>> START SUPPLIED RECORDS

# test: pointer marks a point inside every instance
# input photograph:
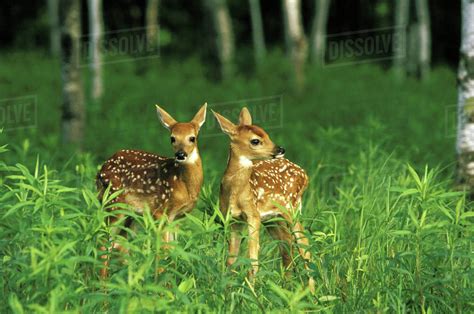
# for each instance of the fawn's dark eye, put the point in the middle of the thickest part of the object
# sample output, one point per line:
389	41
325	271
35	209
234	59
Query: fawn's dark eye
255	142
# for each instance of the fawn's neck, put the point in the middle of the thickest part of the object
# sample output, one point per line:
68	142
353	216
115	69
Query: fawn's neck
238	172
192	176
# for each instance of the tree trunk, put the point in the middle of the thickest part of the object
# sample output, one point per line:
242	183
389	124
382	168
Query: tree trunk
318	40
402	15
73	113
257	31
152	25
96	31
424	29
225	36
465	131
54	30
413	50
297	39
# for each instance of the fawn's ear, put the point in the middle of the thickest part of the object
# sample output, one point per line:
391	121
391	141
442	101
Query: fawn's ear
165	118
226	126
245	118
200	117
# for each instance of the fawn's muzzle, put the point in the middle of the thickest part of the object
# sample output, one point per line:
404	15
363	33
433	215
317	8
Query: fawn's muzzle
180	155
279	152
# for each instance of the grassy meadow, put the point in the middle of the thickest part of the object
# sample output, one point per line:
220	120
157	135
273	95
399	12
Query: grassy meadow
388	230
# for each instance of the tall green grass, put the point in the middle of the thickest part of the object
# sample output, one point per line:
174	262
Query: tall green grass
387	230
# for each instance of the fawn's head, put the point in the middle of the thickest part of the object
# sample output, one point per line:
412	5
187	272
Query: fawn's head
183	134
249	141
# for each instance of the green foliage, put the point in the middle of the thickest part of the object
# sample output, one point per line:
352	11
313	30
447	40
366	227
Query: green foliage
387	233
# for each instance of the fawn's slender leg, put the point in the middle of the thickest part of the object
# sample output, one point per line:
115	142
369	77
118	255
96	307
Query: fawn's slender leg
302	240
279	231
234	242
113	245
254	243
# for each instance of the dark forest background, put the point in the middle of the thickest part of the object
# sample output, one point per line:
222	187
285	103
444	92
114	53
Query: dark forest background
24	24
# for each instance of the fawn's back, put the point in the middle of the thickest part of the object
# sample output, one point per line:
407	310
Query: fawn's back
147	180
277	181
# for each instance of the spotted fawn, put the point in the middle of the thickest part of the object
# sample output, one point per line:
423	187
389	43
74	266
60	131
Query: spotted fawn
167	186
260	184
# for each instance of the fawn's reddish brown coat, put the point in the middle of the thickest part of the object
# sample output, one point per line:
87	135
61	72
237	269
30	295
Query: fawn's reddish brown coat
166	186
259	184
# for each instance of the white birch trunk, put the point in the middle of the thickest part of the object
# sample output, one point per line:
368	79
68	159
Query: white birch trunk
298	42
54	30
423	16
257	31
96	35
318	40
225	36
152	25
73	112
402	14
465	131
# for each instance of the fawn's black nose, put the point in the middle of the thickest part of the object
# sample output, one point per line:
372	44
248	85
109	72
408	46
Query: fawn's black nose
180	155
279	152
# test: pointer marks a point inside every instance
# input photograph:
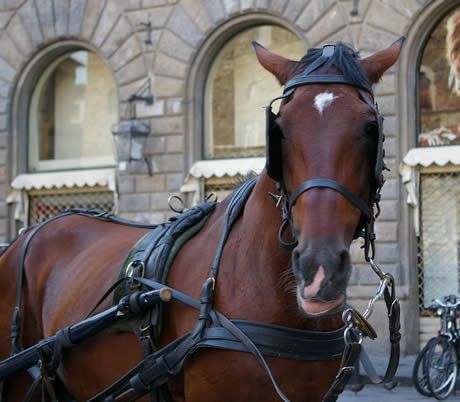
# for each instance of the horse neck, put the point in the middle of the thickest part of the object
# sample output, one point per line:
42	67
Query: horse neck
263	223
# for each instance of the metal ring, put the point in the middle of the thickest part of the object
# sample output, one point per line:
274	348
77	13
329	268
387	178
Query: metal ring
181	208
130	269
213	280
211	196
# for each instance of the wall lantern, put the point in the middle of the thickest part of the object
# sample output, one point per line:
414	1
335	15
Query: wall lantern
130	134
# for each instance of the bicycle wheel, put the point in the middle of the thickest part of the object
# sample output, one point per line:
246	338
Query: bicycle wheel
441	367
419	372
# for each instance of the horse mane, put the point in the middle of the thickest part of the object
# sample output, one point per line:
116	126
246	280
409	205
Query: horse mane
344	59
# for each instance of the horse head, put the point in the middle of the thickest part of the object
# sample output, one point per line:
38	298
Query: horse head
324	148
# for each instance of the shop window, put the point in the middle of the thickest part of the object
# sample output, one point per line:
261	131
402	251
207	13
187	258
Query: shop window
439	84
72	108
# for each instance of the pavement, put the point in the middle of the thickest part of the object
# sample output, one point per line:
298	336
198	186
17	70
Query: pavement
403	392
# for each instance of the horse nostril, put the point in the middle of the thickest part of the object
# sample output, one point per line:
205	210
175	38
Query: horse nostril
344	261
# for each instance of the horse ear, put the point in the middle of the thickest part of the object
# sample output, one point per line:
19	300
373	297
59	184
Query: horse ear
279	66
374	66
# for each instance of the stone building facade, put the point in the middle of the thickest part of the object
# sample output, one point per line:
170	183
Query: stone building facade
184	39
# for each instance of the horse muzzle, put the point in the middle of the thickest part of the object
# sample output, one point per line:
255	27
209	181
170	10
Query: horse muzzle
322	277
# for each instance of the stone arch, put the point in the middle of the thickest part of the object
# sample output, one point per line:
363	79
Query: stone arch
417	34
222	22
33	36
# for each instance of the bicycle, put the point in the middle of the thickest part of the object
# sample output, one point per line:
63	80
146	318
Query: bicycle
436	367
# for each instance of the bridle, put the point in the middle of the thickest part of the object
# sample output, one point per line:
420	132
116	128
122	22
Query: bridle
274	162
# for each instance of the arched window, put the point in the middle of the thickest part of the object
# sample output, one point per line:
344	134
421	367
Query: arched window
72	108
237	88
434	162
439	84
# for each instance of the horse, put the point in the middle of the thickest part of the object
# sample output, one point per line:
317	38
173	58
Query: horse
325	130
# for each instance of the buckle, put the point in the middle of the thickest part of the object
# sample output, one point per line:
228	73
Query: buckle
356	320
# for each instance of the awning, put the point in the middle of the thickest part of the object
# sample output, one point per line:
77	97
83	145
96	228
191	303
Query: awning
69	179
219	168
49	180
226	167
427	156
424	157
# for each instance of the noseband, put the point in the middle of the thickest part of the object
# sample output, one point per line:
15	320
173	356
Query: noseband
274	165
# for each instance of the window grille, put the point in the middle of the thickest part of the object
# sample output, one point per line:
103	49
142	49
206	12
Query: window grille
45	204
438	248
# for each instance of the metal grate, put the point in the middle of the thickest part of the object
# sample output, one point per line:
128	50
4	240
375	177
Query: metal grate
439	245
45	205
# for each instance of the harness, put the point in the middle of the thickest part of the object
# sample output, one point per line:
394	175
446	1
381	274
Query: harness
213	329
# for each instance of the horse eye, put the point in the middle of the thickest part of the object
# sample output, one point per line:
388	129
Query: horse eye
371	129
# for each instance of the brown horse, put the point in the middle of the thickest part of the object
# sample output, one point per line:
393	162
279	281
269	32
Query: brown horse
326	131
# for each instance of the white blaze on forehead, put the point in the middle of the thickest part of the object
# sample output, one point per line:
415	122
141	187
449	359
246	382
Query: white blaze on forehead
323	101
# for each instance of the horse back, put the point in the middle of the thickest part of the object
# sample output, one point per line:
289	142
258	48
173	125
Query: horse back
69	264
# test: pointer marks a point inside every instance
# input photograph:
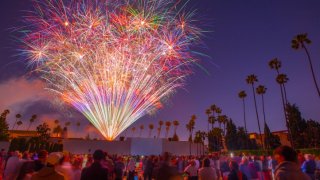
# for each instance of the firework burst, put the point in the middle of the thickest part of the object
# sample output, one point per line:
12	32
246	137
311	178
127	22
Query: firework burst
114	61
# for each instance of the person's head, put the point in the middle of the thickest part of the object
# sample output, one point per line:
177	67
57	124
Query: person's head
234	165
285	153
53	159
193	163
308	157
98	155
206	162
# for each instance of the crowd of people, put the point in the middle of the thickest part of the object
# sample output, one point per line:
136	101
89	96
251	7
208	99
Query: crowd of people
285	163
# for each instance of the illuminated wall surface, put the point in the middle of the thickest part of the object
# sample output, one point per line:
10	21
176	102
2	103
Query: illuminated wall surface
133	146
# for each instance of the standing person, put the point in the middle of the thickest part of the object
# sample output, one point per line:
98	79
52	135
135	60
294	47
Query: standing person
131	167
288	167
235	174
40	162
207	172
96	171
147	174
76	168
309	166
165	171
12	167
119	168
192	170
244	168
49	172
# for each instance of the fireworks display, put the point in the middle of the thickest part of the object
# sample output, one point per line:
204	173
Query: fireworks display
114	61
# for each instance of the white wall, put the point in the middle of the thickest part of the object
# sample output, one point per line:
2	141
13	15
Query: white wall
4	145
133	146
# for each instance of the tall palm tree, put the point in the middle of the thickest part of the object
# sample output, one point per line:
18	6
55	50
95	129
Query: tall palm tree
168	124
276	65
251	80
133	129
151	126
300	41
261	90
31	120
283	79
78	125
19	123
18	116
141	129
208	112
160	127
190	128
67	123
175	124
213	109
242	95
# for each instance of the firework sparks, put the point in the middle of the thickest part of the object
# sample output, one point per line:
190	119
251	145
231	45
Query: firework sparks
113	61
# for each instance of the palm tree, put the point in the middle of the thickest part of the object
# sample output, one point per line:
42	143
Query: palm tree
78	125
31	120
56	121
276	64
67	123
213	109
160	127
57	130
151	126
141	129
168	124
282	79
175	124
300	41
133	129
19	123
18	116
208	112
190	128
261	90
242	95
251	79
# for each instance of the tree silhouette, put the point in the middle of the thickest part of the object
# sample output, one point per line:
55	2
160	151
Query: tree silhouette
251	79
300	41
242	95
160	127
151	126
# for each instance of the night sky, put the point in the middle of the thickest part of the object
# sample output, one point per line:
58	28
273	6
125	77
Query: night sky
243	36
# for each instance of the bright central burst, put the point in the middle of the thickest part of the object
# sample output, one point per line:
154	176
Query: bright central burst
114	61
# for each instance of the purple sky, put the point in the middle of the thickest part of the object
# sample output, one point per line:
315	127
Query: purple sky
244	36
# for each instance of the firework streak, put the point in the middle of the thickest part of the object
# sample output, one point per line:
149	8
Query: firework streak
114	61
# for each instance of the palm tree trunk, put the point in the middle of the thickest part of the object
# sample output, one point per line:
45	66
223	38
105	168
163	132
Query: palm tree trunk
264	120
29	126
14	124
244	115
285	116
255	105
311	67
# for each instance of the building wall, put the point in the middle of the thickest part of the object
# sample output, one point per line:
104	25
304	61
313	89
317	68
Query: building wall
133	146
4	145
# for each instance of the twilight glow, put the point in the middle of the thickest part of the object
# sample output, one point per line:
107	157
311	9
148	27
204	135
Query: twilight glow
114	61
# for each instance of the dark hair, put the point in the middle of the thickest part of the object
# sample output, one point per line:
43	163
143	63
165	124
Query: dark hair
98	155
42	154
206	162
234	165
287	152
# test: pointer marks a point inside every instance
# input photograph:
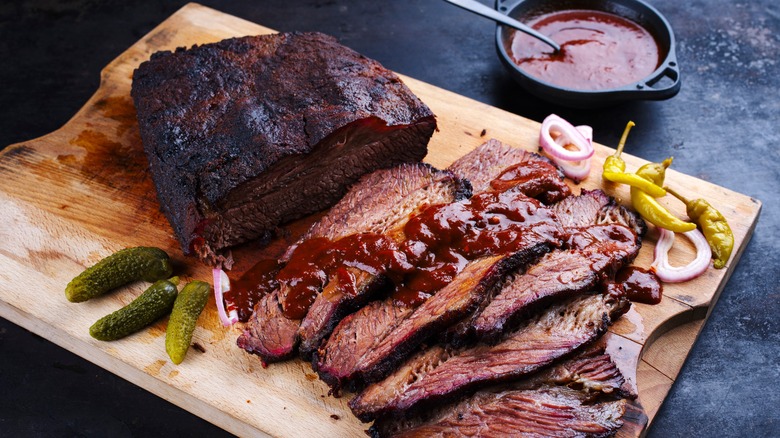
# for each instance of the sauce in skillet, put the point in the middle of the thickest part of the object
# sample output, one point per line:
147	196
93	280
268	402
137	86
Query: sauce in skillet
599	50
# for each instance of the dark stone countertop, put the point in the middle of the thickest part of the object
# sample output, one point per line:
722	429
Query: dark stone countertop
722	128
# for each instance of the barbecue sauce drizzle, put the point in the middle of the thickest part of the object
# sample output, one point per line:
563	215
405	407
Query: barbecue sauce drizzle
640	285
437	244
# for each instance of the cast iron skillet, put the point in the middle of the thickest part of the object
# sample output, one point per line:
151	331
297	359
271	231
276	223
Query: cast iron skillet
663	83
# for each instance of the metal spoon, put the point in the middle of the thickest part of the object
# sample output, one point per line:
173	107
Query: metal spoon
480	9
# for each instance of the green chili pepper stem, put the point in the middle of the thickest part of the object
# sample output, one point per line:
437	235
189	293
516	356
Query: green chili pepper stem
678	196
623	138
637	181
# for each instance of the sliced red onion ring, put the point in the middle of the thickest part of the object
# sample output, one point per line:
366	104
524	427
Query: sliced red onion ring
569	135
676	274
577	170
222	285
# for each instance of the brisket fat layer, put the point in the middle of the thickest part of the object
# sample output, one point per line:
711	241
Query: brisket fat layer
403	190
248	133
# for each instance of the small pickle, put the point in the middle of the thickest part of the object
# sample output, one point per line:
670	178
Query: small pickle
188	307
150	306
614	170
649	208
713	225
121	268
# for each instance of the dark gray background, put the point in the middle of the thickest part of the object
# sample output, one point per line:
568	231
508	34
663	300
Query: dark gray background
722	128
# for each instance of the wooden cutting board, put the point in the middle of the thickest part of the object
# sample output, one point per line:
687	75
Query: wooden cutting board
80	193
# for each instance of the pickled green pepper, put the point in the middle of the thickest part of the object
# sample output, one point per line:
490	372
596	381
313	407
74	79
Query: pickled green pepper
649	208
713	225
614	170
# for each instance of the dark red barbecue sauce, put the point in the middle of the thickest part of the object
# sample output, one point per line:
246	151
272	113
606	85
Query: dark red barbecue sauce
640	285
255	283
599	50
438	243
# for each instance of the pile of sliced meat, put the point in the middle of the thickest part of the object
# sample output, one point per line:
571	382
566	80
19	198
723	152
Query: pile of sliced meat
467	301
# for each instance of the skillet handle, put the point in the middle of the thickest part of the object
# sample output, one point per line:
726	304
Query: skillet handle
663	85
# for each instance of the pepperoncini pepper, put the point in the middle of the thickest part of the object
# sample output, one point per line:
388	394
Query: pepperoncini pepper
649	208
713	225
614	170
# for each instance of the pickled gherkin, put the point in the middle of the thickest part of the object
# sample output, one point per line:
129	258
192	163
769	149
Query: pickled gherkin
121	268
150	306
188	307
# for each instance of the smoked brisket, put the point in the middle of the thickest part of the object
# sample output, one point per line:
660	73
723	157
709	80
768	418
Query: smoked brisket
346	360
440	374
549	411
248	133
380	202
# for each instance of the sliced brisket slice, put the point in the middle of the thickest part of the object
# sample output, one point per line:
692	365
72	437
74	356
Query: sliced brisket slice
561	273
380	201
269	334
343	360
591	370
593	252
549	411
351	358
425	379
498	166
247	133
389	219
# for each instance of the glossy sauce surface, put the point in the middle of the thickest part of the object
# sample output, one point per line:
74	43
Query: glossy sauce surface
439	242
640	285
599	50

>> END SUPPLIED RECORDS

# JOB:
Retype nothing except the lines from the line holding "# for each instance of the sliced brisket" through the last line of the entries, both included.

# EXERCISE ANSWER:
# for each instance of the sliced brisket slice, put the point in the middle of the thickest part of the object
# sample output, one point per line:
692	365
72	437
74	356
Query: sliced brisket slice
561	273
380	201
269	334
343	360
591	370
593	252
549	411
351	358
425	379
498	166
247	133
389	219
# for each instance of the glossy sauce surface, put the point in the middle of the thickest part of the object
# sample output, one point per line:
74	43
Query: glossy sauce surface
439	242
640	285
599	50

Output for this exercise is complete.